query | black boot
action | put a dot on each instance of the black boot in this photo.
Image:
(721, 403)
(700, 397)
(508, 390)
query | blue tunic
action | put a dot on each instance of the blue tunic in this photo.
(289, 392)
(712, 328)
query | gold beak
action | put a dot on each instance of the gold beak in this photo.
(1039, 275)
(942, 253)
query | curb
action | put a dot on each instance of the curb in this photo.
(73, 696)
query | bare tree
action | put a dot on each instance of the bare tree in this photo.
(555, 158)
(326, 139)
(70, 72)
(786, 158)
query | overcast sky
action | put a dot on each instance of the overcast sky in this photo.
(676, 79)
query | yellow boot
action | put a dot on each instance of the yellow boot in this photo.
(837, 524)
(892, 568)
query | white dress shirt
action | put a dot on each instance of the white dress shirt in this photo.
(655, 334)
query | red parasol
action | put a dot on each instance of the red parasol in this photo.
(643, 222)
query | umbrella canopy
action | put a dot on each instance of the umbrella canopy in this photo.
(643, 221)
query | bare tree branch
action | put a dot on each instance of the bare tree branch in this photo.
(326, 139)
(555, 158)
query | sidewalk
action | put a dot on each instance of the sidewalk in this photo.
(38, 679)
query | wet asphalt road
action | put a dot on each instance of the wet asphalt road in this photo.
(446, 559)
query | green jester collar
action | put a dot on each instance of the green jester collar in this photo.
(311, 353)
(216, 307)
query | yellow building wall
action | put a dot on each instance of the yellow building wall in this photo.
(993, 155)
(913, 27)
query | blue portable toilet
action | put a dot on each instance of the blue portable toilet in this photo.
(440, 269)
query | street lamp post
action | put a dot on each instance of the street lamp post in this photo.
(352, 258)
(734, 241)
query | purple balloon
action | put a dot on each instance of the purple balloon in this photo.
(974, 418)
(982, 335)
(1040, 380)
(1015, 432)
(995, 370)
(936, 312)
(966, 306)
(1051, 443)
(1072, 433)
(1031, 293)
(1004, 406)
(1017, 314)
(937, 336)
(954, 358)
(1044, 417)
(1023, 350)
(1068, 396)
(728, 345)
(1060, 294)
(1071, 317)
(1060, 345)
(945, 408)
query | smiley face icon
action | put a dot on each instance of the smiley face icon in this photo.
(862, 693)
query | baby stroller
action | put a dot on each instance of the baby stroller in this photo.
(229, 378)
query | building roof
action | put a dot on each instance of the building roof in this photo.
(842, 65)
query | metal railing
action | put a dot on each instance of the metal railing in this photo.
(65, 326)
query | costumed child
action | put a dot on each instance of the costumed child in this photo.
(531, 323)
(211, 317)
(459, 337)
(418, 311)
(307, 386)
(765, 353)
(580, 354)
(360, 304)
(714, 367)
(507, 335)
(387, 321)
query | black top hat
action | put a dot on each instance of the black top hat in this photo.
#####
**How to complete this task**
Looking through the records, copy out every line in which the word "black" is found.

**Output below**
query | black boot
action | put a dot on each instance of the black boot in this photo.
query | black top hat
action | put a dot on each instance of the black top hat in this photo.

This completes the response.